Materials provided.
________________

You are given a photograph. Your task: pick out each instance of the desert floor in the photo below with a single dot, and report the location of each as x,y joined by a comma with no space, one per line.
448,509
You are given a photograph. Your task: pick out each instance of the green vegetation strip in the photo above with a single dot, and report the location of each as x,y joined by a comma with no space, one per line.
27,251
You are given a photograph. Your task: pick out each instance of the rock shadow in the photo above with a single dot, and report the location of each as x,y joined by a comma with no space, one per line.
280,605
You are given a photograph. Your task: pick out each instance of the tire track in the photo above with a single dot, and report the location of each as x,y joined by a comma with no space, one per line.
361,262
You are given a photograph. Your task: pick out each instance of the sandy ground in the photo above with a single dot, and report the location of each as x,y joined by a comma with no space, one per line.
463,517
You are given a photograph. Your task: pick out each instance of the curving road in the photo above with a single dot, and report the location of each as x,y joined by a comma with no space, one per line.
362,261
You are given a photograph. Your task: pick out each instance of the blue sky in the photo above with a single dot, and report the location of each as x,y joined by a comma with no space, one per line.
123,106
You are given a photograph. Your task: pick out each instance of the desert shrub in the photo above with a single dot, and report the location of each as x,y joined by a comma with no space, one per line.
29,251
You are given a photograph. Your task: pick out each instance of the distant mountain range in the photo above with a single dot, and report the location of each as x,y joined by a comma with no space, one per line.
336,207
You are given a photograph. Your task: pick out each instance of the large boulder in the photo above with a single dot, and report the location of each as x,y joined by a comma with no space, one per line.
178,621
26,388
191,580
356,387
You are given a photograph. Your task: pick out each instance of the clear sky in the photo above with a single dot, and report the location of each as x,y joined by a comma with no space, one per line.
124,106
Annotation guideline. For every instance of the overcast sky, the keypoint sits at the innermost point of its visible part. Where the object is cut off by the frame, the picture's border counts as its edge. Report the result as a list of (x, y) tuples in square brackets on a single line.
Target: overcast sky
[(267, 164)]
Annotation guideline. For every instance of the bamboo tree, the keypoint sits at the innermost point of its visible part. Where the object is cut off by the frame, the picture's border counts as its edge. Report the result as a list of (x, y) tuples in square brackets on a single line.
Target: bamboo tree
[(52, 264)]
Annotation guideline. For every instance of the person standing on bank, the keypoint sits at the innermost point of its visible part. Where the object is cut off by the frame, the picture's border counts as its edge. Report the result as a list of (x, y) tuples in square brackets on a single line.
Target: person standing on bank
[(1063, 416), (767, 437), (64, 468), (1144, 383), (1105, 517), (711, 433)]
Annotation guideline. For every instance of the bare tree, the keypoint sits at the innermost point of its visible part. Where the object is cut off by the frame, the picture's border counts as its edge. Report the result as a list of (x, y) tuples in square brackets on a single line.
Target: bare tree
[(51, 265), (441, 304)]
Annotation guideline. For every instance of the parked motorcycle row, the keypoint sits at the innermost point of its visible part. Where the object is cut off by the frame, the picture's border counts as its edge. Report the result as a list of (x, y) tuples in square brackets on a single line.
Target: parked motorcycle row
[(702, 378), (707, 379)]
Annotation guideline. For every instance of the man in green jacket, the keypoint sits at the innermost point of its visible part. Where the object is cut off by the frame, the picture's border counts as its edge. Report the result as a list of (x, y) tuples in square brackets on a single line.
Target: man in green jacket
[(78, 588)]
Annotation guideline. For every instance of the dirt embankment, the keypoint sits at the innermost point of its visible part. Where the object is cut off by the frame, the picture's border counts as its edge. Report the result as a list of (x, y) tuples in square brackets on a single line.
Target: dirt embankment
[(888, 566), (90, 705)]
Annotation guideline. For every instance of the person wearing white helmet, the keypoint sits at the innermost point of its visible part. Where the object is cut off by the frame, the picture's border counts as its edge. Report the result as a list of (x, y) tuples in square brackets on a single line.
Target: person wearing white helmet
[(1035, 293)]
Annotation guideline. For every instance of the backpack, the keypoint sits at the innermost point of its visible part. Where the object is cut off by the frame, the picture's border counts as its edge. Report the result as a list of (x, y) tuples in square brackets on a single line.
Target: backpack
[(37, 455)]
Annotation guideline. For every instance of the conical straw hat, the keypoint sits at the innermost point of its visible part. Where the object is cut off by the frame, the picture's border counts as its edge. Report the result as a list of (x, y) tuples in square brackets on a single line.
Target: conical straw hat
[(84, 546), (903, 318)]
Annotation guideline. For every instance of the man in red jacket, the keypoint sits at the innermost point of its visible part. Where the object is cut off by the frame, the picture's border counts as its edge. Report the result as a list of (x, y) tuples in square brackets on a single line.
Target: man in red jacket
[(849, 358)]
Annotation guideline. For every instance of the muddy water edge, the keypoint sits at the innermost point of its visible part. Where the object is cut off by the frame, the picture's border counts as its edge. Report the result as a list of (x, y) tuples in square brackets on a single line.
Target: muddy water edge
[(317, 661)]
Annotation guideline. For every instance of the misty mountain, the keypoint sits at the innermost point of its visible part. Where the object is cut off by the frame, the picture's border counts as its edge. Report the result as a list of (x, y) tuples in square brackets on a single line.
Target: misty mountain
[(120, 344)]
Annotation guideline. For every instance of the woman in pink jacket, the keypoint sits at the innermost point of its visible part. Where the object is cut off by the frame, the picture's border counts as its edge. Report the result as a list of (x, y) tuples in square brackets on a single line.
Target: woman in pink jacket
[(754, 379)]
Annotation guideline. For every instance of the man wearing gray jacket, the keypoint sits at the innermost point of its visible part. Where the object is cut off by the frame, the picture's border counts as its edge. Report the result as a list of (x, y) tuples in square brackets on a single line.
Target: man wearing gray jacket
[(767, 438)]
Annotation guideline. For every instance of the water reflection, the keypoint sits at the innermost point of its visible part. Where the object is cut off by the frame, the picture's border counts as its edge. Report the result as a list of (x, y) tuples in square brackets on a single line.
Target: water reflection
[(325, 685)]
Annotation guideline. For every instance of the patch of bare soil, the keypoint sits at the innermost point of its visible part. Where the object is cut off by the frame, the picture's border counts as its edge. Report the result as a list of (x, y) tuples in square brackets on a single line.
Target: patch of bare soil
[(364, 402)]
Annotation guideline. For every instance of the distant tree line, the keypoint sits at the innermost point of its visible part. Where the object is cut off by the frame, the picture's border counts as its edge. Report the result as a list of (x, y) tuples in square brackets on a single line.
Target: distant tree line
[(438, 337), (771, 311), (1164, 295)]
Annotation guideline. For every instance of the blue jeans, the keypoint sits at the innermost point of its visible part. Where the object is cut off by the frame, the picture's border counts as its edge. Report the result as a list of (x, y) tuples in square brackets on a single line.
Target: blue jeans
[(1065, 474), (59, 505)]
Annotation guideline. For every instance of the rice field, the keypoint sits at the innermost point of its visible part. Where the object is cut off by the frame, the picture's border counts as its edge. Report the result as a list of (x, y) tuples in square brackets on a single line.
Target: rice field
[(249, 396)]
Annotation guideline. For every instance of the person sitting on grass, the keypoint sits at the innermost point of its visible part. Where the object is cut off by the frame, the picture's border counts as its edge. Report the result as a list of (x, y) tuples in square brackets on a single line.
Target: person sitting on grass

________________

What to produce.
Copy the entire listing above word for word, keeping every line in its original order.

Answer to the task.
You are given a photograph. Your task: pick out each instance of the desert floor in the photo below with a single dot, and report the location of each as x,y joined by a comma with no space, one per line.
448,509
You are given a photograph. Your task: pick out each instance of the green vegetation strip in the photo above with a single dot, and report the location of each as x,y joined by a comma with no space, one per line.
27,251
You are given a photograph. Your task: pick out each instance of the rock shadow in the photo above with a single dot, and report the location of each as x,y joined by a comma with no space, one per line.
280,605
You are given a photograph. Your task: pick out each instance of the tire track in the photo above with a single dot, and report the location of each as x,y joined by a comma with no space, one per line.
361,262
You are given a photograph. Your task: pick out each instance of the sandy ground in the photo above with a single dot, and report the location of each as x,y joined by a comma with no space, one per line.
463,517
You are given a photograph. Your task: pick out each instance of the curving road in the photo above with a single dot, and report the location of each as x,y joined by a comma with no space, one per line.
362,261
You are given a photograph. Your task: pick out each instance of the blue sky in the photo above with a single dot, and report the location of each as x,y joined by a comma with no space, one per line.
123,106
You are given a photograph. Your task: pick out each instance of the desert shrub in the photo above with a single dot, and report the location of each as x,y joined by a comma with no space, one per line.
29,251
You are given a photograph. Your task: pick out each instance of the distant mountain range in the photo above with a single dot, and report the location of each as x,y joined by a comma with no space, one per line.
336,207
You are given a photograph. Your task: pick out each instance of the large boulder in the photo above with a single dot, and report the location of each as x,y joined by a comma with no space, one per line.
178,621
26,388
191,580
356,387
You are given a photograph. Your task: pick out each instance of the clear sky in the photo above with a single dot, and report the location of each as x,y joined by a comma with no space, one per line.
124,106
Annotation guideline. For every instance of the overcast sky, the keypoint sits at the innermost point of its visible part. Where the object is cut off by the frame, the picture's border counts as its edge. Report the result as a list of (x, y) tuples in square brackets on a single line.
Target: overcast sky
[(267, 164)]
Annotation guideline. For every instance of the bamboo tree, the keypoint sits at the innermost point of its visible part. Where the object is cut off by the frame, the picture's border counts as its edge. Report the result as a list of (x, y) tuples in square brackets on a single line.
Target: bamboo tree
[(52, 264)]
Annotation guideline. For every instance of the person standing on bank, the keypoint sits at the innermost point of its visible part. Where the object is cut off by the frame, the picture's border counts as its edge. Report the result as a list of (x, y) tuples in square brackets on a single line.
Target: person standing on bank
[(1063, 416), (767, 437), (64, 468), (1144, 383), (1105, 517), (711, 433)]
Annotation guideline. For every instance of the bare tree, the keypoint sits at the innermost point of its visible part. Where the object is cut off by the frame, the picture's border counts as its edge. Report the result as a list of (x, y) tuples in square brackets on a single line.
Target: bare tree
[(51, 265), (441, 304)]
Annotation guideline. For every instance of the parked motorcycle row, the keypoint sits at the innermost point of its visible part. Where the object is cut off by the frame, the picture's border counts as its edge. Report the result as a list of (x, y) tuples in square brackets on a single line.
Target: parked motorcycle row
[(702, 378), (707, 379)]
Annotation guideline. For every instance of the man in green jacket, the keypoint sits at the innermost point of its visible part. Where the object is cut off by the frame, the picture's border counts as its edge. Report the result as a list of (x, y) tuples in square brackets on a single line.
Target: man in green jacket
[(78, 588)]
Annotation guideline. For every instance of the dirt embankment, the keypoint sits at the innermost point of its visible part. Where the object is cut off by the frame, the picture's border counts as its edge. Report the result as a list of (x, y) tuples in square brackets on a single line.
Target: dirt embankment
[(888, 566), (90, 705)]
Annotation guideline. For every instance of the person wearing white helmet, the keypoint sits at the innermost point of its visible part. Where the object is cut off by the frame, the picture's border counts as its edge. Report the result as a list of (x, y) tuples in square brackets on a single line.
Target: person wearing white helmet
[(1035, 293)]
Annotation guideline. For every instance of the backpack, the keypoint sits at the innermost point of its visible part. Where the object is cut off by the frame, the picture's border counts as its edge. Report the result as a list of (x, y) tuples in square brackets on a single line.
Target: backpack
[(37, 455)]
Annotation guideline. For every instance of the conical straw hat, the keypoint sits at the innermost point of its visible part. Where the object is cut off by the frame, the picture's border counts as its edge. Report the result as a list of (x, y) tuples in square brackets on a single line.
Target: conical straw hat
[(84, 546), (903, 318)]
Annotation guideline. For every instance of the man in red jacket, the keypoint sits at the innermost point of its visible part. Where the object is cut off by the frame, the picture's border counts as its edge. Report the result as a list of (x, y) tuples in square brackets on a single line.
Target: man in red jacket
[(849, 358)]
Annotation guideline. For every instance of the muddy water edge, the keypoint sits at the innermost point of its visible part. Where the object is cut off by the frame, the picture's border counts as its edge. Report the result as a list of (x, y) tuples in square brackets on a single line.
Target: muddy water edge
[(317, 661)]
Annotation guideline. For every instance of the misty mountain, the keypoint sits at the innermost point of its visible part. Where the object is cut off by the frame, the picture's border counts as its edge. Report the result as a list of (x, y) tuples in square brackets on a single line.
Target: misty mountain
[(120, 344)]
Annotation guideline. For every instance of the woman in pink jacket, the keypoint sits at the innermost point of its visible part. Where the object is cut off by the frame, the picture's border counts as its edge. Report the result as a list of (x, y) tuples in square brackets on a single line.
Target: woman in pink jacket
[(754, 379)]
Annotation guideline. For every instance of the man wearing gray jacket, the keypoint sits at the innermost point of its visible part. Where the object is cut off by the frame, the picture's border counts as its edge. Report the result as a list of (x, y) tuples in square brackets on a single line.
Target: man wearing gray jacket
[(767, 438)]
Annotation guideline. For every instance of the water reflection, the keypoint sits at the innermost point of its visible part. Where the object is cut off by the frame, the picture's border counts as its edge. Report the result as a list of (x, y) tuples in square brackets on a single line.
Target: water reflection
[(325, 685)]
Annotation guideline. For every instance of the patch of bare soil, the keypoint sits at the innermost point of its visible part. Where the object is cut off by the frame, the picture's border counts as its edge. Report the result as a list of (x, y) tuples in square brackets on a single line.
Target: patch of bare soil
[(364, 402)]
Annotation guideline. For every instance of the distant tree line, the keypoint sits at the innermost point of its visible part. Where the object is cut off by the frame, the picture's border counts as its edge. Report the result as a list of (x, y) tuples in square brackets on a single line.
Target: distant tree line
[(438, 337), (771, 311), (1164, 295)]
Annotation guideline. For every instance of the blue jeans, the keypoint sits at the innermost point of its visible part. Where the object is cut off by the frame, the picture's border counts as its edge. Report the result as a list of (x, y) tuples in square brackets on a single line.
Target: blue jeans
[(1065, 474), (59, 505)]
Annotation guideline. For every instance of the rice field, the keypoint sits at the innermost point of its visible part. Where the object is cut off by the frame, the picture's border counts as its edge. Report the result as a list of (x, y) tuples in square brackets on a single line.
Target: rice field
[(249, 396)]
Annotation guideline. For every instance of the person sitting on grass, the keypoint sits at the innermost point of its visible part. Where the object is cut off by the frame, the picture's border counts as its edge. Report the result as a list of (x, y) tuples in square brackets on a single line.
Target: person sitting on grass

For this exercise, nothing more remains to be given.